Named object pointing entries
>> BEGIN
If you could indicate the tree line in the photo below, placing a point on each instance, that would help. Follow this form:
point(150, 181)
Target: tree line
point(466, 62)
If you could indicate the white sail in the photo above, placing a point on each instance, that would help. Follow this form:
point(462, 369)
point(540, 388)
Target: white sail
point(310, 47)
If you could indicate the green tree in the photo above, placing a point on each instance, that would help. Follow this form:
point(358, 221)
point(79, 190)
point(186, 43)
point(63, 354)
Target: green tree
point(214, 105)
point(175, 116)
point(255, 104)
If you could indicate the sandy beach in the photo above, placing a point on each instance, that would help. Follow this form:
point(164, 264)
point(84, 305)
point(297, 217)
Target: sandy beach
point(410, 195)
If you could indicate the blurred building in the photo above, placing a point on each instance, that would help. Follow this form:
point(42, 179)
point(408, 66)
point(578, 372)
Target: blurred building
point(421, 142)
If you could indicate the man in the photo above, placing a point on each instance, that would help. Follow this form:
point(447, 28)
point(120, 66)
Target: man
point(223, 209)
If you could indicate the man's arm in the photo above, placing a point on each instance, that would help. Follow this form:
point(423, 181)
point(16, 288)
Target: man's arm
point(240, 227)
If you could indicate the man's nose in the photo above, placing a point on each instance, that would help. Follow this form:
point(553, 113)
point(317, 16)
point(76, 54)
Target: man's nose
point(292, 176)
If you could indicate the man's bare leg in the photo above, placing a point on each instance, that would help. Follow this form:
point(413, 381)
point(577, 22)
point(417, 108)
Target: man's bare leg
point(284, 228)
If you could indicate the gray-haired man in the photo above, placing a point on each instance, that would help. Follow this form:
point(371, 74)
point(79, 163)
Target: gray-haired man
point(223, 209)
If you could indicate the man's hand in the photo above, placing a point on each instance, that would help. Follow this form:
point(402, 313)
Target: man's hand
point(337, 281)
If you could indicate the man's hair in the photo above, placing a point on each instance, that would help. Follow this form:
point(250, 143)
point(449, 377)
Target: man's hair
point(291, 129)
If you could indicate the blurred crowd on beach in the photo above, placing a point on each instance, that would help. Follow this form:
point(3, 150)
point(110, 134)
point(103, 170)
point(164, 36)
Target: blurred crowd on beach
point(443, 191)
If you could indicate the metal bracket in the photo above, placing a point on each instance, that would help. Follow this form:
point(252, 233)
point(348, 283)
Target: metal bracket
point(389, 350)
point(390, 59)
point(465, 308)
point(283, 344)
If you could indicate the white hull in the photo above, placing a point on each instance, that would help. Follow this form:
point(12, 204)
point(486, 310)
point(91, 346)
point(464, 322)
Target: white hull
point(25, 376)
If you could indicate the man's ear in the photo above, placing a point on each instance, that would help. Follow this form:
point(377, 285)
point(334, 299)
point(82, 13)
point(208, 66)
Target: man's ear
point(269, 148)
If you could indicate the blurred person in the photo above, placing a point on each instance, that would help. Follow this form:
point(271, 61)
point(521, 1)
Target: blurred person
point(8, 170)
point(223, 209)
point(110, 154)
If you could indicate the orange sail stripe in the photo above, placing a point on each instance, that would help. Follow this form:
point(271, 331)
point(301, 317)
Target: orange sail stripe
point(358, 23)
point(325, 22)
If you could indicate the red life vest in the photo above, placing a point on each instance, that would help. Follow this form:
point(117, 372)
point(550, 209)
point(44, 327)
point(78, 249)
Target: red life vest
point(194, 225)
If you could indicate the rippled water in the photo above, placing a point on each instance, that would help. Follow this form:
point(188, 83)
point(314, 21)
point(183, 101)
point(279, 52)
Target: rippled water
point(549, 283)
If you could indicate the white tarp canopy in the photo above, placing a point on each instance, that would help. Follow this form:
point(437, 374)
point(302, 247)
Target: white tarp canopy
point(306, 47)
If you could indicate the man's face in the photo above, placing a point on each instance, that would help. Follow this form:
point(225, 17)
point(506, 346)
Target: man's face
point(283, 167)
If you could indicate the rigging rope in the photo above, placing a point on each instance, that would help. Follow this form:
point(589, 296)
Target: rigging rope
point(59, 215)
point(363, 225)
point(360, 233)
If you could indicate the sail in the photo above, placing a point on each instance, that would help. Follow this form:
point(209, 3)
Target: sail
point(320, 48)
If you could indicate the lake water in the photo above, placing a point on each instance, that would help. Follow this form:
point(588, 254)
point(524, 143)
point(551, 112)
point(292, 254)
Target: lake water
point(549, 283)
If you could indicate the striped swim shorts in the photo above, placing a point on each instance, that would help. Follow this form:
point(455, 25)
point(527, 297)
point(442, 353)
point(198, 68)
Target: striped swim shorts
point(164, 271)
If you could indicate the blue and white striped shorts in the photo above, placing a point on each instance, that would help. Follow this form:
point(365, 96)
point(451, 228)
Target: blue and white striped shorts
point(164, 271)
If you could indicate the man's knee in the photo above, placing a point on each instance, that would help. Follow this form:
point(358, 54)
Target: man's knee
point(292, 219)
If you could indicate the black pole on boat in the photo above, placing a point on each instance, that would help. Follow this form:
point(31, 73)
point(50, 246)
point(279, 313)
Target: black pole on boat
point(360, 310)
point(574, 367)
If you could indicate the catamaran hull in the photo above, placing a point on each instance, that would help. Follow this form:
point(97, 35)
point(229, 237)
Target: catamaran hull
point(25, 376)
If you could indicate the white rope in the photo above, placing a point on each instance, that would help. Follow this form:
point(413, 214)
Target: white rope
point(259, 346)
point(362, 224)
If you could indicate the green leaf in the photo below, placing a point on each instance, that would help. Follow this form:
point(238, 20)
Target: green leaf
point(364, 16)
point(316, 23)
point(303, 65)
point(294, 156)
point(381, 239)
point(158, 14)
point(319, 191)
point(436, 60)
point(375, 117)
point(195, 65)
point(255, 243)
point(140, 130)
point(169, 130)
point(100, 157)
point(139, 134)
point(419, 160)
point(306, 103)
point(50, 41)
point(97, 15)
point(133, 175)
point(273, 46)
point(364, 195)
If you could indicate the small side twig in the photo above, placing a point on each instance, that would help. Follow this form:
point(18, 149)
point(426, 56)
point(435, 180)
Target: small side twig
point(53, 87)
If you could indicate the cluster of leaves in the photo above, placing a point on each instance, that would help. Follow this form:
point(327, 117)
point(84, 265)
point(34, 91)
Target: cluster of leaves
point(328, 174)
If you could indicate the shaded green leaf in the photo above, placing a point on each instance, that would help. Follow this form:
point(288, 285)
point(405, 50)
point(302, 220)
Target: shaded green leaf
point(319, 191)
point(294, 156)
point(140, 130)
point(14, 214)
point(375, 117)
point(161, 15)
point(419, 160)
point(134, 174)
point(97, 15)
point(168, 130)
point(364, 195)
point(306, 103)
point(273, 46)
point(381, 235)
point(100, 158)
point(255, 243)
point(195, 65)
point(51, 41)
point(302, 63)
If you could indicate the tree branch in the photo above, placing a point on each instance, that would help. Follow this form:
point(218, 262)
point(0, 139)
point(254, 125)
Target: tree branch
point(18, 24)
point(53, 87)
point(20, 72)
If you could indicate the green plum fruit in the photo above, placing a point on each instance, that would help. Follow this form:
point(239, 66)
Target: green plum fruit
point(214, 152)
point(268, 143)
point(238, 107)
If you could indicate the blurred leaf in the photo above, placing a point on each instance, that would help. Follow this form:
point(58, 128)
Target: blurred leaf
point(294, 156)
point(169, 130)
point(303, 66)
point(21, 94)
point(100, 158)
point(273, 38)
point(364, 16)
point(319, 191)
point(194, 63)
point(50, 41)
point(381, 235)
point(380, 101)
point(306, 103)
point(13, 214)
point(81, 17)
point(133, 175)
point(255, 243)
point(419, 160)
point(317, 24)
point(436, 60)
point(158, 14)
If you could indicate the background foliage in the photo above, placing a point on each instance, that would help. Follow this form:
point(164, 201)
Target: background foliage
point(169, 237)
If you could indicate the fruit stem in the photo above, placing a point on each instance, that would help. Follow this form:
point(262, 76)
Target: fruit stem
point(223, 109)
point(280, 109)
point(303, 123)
>> END
▸ Exercise objective
Output the lines of the data starting at the one containing "If you could indicate the man's hand" and ending at the one containing "point(443, 191)" as a JSON list of strings, one string per line, leaving out any blank lines.

▸ Output of the exercise
[
  "If you could indicate the man's hand in the photo above, placing a point on each instance, that would help. Follow this form:",
  "point(402, 313)",
  "Target: man's hand",
  "point(337, 281)",
  "If you could indicate the man's hair in the photo above, placing a point on each instance, that would help. Follow this form:",
  "point(250, 143)",
  "point(449, 377)",
  "Target: man's hair",
  "point(291, 129)",
  "If you could indicate the blurred crowd on beach in the photo above, placing a point on each instance, that would help. Follow this form:",
  "point(3, 150)",
  "point(110, 134)",
  "point(103, 170)",
  "point(164, 36)",
  "Target: blurred crowd on beach",
  "point(443, 191)"
]